Entries shown
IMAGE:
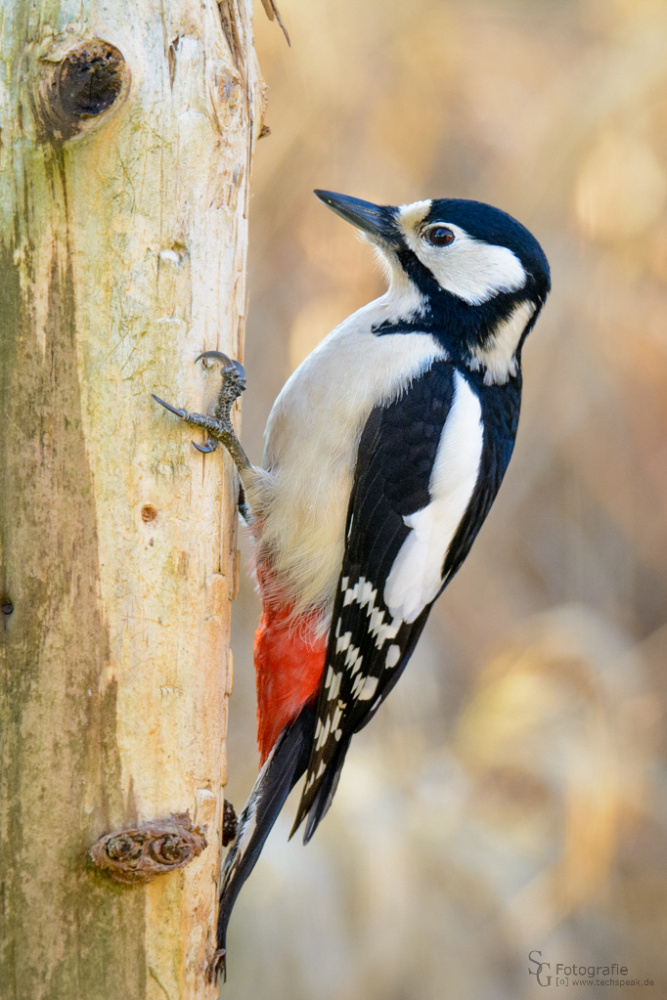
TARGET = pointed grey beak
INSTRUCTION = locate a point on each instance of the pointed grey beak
(375, 220)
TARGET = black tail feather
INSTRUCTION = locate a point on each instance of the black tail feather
(283, 767)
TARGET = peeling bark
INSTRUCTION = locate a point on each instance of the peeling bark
(125, 144)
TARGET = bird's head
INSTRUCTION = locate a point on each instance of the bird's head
(462, 268)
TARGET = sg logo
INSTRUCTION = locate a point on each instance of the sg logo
(542, 979)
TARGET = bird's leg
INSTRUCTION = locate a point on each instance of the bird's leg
(219, 426)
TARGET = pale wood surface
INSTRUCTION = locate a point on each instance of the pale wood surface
(122, 256)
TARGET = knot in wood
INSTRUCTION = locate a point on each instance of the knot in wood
(79, 86)
(140, 855)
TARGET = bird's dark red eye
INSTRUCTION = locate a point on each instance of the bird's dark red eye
(439, 236)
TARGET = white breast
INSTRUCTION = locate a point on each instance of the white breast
(416, 575)
(312, 438)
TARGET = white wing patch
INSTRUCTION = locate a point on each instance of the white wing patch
(416, 575)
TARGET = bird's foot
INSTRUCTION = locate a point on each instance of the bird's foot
(217, 967)
(219, 426)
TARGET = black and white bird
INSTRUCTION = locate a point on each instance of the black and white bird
(384, 452)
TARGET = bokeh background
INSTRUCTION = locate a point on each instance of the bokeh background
(510, 795)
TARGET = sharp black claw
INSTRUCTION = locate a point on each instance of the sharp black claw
(207, 448)
(168, 406)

What is expected
Could you reproduce every line above word for word, leaving out the pictures?

The completed task
IMAGE:
TARGET = pointed grey beak
INSTRUCTION = locate a point on each instance of the pointed grey beak
(375, 220)
TARGET = black tail feather
INSTRUCTION = locate a point on each instance of the black tail feather
(283, 767)
TARGET = peeling bark
INSTRUCTION = locate a point on each instance of the peeling bark
(125, 144)
TARGET = bird's head
INSTRUCTION = locate a point on each instance of the bird's head
(462, 268)
TARGET = sg logo
INSTRUCTION = locate a point on each instance of the sg logo
(542, 979)
TARGET = bird's leg
INSTRUCTION = locate a point on each instance of the bird's leg
(219, 426)
TARGET = pale wood surface
INSTRUCTION = locate a point on each instance of the pale wood surface
(122, 256)
TARGET = knot in wood
INSTRUCTION = locate a point on each instance of the knot in wood
(79, 86)
(140, 855)
TARGET = bird's dark red eye
INSTRUCTION = locate a point on each instance of the bird's dark red eye
(439, 236)
TARGET = white breast
INSTRUCTION = locate a point on each instance of the white breast
(416, 575)
(312, 438)
TARGET = white wing patch
INSTRUCTION = locate a point on each instance of the white wing patch
(416, 575)
TARGET = bird's foot
INSTRUCTION = locate a point on each instance of the bird's foot
(217, 967)
(219, 426)
TARGET = black and white bird
INSTRUCTION = locate a point on each instance of the black and white bird
(384, 452)
TARGET = bokeh background
INSTRUCTION = locate a point on each instance of the bokeh background
(510, 795)
TARGET = sharp black claw
INSTRUCTION = locate a point on each instance of the sharp black claw
(207, 448)
(168, 406)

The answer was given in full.